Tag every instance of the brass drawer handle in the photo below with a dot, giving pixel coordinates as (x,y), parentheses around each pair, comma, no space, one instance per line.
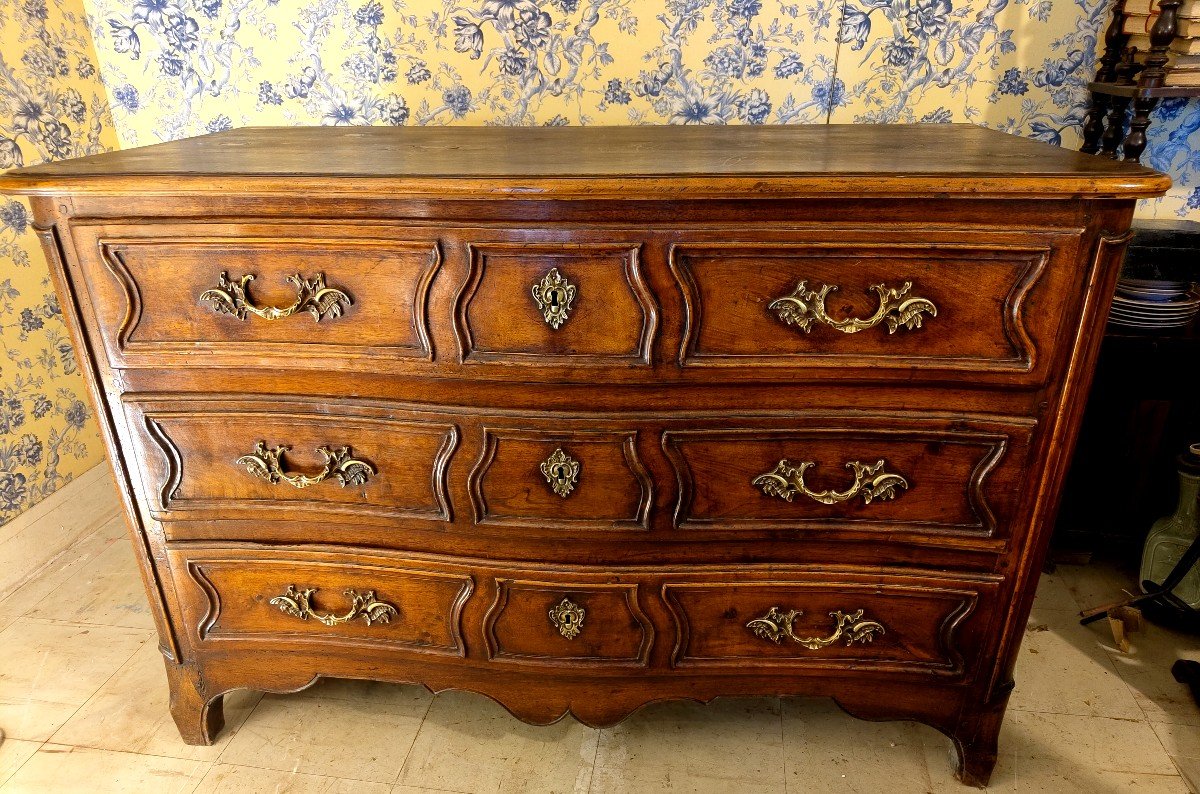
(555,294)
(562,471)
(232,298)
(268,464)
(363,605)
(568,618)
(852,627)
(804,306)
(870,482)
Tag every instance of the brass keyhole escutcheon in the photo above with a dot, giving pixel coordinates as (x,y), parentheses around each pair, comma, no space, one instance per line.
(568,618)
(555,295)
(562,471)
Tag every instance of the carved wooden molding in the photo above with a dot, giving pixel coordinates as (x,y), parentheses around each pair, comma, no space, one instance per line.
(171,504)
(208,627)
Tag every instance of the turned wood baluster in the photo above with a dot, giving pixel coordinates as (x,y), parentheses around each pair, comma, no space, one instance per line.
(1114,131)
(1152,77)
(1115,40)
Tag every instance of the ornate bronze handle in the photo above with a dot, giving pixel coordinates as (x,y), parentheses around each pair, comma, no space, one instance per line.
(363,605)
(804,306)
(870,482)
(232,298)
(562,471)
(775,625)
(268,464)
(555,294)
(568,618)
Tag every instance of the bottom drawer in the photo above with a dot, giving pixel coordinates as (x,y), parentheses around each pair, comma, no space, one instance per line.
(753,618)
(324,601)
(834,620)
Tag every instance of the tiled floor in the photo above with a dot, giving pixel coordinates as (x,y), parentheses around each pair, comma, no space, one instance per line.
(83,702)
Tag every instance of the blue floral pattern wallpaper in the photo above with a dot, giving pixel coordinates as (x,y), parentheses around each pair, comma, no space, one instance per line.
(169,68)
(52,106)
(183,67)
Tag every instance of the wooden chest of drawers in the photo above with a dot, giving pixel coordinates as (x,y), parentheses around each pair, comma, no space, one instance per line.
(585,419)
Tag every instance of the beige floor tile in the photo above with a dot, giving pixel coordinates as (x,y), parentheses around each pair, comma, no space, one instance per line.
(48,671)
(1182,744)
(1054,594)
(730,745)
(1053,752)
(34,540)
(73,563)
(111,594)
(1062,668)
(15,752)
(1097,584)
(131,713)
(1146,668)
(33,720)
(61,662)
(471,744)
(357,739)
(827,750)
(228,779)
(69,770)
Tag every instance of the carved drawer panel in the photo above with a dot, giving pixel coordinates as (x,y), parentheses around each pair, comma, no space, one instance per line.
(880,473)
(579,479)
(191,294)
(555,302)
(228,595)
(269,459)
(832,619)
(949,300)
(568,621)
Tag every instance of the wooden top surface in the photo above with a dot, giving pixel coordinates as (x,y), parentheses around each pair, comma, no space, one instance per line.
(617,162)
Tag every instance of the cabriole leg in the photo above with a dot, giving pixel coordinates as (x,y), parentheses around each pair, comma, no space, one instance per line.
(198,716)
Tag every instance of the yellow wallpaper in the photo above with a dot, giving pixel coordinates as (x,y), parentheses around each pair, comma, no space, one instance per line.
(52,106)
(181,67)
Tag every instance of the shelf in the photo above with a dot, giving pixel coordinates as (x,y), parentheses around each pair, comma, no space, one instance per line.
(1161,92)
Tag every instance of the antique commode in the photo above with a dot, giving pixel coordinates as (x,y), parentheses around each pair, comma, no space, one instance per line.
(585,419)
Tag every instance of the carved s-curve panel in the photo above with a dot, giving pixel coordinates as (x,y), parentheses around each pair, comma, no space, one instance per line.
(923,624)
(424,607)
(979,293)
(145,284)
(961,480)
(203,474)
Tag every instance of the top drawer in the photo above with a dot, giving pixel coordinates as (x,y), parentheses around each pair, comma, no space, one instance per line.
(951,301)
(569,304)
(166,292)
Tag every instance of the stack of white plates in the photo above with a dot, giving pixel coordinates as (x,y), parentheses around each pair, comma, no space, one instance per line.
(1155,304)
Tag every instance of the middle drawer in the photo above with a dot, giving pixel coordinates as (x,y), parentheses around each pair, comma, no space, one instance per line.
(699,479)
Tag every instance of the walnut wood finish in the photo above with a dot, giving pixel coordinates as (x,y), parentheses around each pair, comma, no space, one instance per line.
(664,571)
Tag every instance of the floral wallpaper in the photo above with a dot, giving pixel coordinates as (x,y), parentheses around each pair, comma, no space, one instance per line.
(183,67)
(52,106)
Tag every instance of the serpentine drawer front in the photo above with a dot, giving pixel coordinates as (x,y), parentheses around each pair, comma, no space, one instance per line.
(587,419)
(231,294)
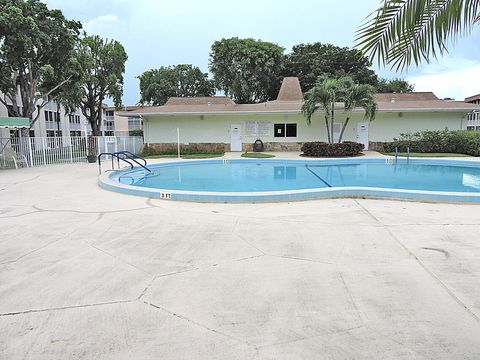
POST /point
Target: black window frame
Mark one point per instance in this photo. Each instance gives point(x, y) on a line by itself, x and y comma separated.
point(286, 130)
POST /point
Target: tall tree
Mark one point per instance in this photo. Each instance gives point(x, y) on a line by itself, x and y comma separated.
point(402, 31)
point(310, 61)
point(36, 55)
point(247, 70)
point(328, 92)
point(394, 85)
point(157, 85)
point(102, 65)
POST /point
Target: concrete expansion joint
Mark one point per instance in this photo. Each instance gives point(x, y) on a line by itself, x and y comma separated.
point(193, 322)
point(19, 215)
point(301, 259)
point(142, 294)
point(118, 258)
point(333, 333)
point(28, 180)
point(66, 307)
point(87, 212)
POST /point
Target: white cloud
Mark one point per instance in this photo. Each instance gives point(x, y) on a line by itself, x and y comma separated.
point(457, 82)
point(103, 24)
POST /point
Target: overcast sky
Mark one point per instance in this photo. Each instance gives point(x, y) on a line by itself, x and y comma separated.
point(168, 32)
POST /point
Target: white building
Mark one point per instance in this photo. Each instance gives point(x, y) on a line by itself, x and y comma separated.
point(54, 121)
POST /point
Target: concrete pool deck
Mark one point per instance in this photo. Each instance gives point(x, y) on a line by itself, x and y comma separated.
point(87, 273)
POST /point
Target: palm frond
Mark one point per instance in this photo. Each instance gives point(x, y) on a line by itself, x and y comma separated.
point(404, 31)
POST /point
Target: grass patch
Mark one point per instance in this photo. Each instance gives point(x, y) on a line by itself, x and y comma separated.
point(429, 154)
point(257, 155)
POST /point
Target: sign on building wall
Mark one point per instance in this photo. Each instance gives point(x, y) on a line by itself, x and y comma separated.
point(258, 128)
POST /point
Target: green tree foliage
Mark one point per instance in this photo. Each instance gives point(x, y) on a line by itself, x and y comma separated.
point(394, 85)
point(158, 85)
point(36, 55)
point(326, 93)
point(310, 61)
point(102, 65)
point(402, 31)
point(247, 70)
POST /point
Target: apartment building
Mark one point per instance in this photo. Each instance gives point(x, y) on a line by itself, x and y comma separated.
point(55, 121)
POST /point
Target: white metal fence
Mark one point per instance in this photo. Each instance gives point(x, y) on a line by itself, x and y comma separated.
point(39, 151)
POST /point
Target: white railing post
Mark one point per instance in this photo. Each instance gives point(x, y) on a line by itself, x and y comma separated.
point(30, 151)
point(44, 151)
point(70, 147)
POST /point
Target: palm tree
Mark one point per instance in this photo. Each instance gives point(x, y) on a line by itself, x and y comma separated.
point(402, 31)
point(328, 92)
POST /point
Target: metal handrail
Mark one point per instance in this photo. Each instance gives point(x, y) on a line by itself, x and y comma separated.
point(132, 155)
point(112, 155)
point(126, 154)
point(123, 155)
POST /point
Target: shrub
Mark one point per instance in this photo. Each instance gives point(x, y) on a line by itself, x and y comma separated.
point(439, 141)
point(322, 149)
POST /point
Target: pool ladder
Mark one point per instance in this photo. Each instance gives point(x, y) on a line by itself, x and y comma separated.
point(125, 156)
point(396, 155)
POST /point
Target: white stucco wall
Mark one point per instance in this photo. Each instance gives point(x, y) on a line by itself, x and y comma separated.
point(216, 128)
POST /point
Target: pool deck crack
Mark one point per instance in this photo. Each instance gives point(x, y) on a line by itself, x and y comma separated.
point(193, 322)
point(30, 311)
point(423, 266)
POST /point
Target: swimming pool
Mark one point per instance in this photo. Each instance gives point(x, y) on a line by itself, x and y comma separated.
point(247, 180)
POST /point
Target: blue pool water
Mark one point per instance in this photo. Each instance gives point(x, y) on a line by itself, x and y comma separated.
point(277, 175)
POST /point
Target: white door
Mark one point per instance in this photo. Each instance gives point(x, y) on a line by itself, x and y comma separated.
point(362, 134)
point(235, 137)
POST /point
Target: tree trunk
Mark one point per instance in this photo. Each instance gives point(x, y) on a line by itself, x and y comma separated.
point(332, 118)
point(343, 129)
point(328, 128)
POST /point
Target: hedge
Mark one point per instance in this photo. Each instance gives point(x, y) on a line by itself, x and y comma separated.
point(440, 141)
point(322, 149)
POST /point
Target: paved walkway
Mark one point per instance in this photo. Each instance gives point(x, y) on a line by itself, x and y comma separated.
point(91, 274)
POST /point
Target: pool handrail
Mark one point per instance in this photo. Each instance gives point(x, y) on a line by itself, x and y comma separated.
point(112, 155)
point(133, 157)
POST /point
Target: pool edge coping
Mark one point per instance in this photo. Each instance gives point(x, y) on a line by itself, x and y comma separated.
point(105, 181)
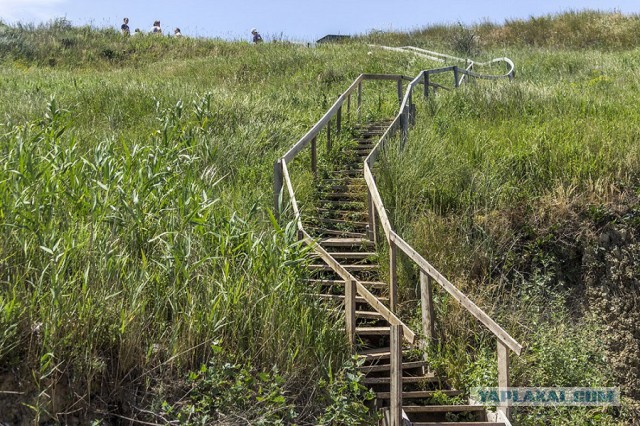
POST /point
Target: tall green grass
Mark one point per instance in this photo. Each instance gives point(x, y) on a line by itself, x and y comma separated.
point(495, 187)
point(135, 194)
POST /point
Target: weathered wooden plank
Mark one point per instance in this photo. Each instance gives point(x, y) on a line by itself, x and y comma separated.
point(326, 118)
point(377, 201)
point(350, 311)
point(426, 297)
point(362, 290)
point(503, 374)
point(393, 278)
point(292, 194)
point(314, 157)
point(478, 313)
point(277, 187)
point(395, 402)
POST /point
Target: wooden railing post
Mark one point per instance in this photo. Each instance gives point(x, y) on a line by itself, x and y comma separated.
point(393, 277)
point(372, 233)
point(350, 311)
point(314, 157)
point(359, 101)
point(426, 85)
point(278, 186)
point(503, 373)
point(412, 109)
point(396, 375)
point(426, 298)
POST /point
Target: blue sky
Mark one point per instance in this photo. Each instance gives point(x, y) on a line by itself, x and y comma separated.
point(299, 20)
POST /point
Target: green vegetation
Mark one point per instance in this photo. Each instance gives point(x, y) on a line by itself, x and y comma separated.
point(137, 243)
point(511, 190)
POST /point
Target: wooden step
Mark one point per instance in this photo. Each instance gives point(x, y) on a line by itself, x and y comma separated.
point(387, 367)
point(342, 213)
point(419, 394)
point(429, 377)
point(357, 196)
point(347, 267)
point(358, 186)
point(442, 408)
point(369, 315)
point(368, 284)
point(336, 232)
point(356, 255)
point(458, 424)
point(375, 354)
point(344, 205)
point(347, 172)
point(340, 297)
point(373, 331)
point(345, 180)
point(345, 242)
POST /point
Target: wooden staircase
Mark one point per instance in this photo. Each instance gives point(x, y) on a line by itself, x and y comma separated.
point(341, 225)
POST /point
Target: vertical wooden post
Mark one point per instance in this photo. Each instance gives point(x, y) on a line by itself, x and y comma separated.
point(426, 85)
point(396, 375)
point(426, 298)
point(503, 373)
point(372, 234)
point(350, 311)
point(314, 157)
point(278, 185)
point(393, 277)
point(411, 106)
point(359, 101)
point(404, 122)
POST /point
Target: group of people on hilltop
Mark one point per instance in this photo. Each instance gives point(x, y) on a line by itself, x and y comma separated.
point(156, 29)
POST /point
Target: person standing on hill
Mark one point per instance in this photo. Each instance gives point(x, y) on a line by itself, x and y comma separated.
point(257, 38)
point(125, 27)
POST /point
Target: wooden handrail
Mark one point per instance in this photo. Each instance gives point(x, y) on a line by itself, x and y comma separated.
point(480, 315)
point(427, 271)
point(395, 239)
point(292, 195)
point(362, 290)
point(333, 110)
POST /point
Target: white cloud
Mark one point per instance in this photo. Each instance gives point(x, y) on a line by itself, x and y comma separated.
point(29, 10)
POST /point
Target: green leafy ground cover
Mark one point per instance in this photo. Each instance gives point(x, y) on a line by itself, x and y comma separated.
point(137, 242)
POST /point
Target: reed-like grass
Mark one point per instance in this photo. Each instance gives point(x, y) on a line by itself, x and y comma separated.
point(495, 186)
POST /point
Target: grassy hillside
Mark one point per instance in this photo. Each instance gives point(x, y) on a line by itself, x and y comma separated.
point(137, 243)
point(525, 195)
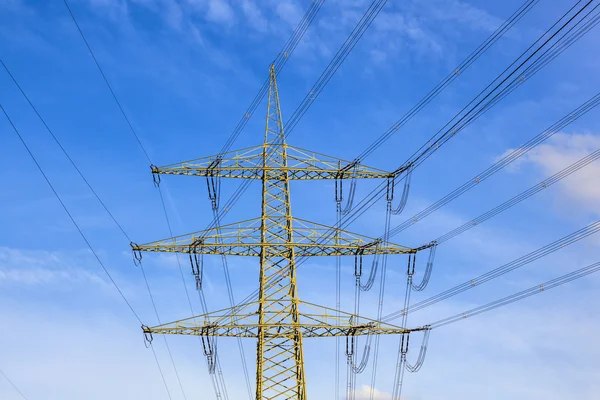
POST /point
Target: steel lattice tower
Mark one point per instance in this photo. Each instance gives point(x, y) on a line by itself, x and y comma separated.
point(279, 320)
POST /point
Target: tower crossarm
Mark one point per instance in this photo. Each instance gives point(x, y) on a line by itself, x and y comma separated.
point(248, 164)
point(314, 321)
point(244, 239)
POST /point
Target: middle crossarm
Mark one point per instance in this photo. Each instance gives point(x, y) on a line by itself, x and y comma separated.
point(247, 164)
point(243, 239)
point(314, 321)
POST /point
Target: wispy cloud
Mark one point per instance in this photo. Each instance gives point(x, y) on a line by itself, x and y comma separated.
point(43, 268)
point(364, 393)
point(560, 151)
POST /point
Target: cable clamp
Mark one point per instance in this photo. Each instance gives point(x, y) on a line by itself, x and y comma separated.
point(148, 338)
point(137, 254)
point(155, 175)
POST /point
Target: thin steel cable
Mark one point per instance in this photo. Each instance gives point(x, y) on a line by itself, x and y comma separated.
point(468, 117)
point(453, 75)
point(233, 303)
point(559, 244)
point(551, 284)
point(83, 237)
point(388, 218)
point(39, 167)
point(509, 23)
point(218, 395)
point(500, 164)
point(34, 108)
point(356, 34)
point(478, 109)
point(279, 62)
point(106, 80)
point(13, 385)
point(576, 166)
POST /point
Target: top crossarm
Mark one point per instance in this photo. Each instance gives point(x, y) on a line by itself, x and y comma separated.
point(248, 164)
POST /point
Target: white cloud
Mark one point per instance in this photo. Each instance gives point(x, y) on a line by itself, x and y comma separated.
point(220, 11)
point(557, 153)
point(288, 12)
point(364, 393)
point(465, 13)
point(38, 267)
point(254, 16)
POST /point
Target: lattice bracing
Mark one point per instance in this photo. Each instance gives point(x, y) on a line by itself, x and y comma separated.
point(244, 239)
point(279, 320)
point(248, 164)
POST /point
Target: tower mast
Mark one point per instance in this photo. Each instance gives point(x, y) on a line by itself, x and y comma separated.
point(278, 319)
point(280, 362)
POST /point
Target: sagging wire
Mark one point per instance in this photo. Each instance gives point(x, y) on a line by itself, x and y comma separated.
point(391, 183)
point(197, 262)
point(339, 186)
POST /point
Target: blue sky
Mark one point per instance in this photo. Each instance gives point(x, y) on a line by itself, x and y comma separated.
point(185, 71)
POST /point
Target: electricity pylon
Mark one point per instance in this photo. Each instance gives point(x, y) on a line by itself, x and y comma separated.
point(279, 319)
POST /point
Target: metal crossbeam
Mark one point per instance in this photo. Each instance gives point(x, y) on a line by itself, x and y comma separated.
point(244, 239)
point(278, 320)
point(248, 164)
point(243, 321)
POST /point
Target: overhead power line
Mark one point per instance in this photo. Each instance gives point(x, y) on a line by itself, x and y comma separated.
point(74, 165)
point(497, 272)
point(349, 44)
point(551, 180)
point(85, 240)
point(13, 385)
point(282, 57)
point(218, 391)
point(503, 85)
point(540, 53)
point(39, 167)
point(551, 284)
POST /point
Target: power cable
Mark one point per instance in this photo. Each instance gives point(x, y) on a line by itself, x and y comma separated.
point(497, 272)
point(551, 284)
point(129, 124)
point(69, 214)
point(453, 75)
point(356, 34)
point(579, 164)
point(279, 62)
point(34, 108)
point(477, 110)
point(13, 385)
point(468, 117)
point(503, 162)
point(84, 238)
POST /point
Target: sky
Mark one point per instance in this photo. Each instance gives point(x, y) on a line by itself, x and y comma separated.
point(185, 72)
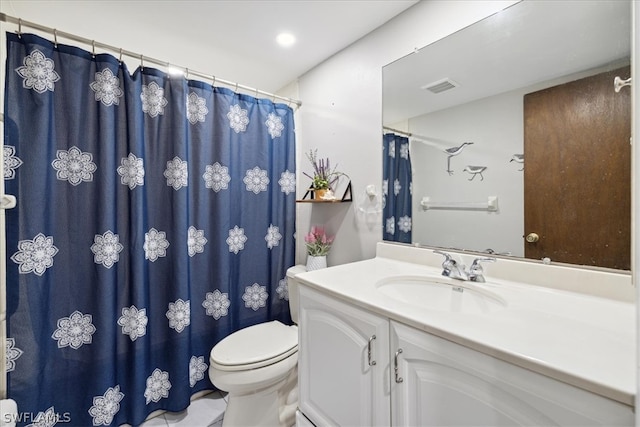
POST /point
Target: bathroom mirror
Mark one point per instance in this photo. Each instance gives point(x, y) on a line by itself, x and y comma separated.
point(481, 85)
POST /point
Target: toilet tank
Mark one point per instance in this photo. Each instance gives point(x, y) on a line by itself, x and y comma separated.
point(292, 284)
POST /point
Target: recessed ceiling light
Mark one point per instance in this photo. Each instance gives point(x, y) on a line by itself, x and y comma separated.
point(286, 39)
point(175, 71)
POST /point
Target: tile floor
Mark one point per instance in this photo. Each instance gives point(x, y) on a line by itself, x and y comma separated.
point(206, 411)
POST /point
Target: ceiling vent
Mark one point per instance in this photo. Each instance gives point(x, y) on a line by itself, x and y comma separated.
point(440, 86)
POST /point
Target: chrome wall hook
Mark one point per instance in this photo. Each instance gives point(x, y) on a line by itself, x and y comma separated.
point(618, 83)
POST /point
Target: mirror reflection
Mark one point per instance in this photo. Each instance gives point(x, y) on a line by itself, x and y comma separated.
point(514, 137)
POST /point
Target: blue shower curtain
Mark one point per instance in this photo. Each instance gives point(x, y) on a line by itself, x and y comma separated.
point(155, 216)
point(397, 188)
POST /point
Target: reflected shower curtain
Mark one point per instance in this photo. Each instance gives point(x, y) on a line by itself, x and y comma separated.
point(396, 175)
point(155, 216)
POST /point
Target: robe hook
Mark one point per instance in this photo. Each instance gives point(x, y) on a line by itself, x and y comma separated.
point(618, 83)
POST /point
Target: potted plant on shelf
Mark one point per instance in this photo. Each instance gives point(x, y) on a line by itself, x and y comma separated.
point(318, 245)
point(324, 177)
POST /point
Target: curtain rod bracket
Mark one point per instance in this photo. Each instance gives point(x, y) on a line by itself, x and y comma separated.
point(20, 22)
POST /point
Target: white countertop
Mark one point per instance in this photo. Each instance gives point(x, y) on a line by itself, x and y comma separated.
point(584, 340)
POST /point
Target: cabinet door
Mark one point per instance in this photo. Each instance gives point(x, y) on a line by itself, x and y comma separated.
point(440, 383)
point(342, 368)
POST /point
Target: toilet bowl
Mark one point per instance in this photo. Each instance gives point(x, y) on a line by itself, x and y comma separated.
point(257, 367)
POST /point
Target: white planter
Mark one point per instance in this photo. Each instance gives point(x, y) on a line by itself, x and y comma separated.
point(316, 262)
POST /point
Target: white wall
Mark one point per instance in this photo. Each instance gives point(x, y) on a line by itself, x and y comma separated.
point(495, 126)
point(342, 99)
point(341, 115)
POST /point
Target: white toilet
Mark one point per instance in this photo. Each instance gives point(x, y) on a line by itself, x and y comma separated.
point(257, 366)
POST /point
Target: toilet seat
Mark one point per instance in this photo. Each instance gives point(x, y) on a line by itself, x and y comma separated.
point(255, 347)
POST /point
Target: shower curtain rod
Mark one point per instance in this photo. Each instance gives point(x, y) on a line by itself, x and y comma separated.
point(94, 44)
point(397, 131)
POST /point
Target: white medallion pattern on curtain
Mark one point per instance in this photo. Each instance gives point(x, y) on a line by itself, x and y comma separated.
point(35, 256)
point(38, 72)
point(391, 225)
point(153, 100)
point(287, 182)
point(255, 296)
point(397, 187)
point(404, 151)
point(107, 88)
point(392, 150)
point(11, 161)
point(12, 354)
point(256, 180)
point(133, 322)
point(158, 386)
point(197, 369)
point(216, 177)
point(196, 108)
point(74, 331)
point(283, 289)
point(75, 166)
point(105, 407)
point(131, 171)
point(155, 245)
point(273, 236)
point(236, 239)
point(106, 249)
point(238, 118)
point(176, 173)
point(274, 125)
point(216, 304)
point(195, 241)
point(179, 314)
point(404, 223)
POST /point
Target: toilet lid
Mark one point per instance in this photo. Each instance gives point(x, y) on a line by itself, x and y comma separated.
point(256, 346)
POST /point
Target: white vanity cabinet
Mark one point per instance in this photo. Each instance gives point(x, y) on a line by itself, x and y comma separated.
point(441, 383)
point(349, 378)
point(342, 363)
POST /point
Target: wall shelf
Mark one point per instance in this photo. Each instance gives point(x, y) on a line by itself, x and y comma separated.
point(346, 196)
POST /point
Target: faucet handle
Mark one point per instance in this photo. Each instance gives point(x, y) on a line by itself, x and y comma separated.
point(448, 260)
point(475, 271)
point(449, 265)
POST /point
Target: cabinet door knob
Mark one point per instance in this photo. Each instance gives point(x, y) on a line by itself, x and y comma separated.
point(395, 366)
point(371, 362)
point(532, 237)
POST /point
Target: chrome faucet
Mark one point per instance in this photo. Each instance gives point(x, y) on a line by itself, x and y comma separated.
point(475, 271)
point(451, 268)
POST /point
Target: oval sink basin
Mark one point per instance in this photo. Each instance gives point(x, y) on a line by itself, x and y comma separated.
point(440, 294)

▶ _GOAL OF THE EXERCISE_
Copy range, inclusive: the line holding "Target: palm tree" to the line holding "Target: shrub". Reproduce exactly those lines of the records above and no others.

▶ _EXERCISE RESPONSE_
Target: palm tree
Mark one point per instance in this photo. Each instance gives point(x, y) on a line by itself, x and y comma separated.
point(402, 31)
point(328, 92)
POST /point
Target: metal handrail
Mark one point per instance in this photo. Each instance gives point(x, y) on a line by itself, x and y comma separated.
point(132, 155)
point(112, 155)
point(126, 154)
point(123, 155)
POST /point
Target: shrub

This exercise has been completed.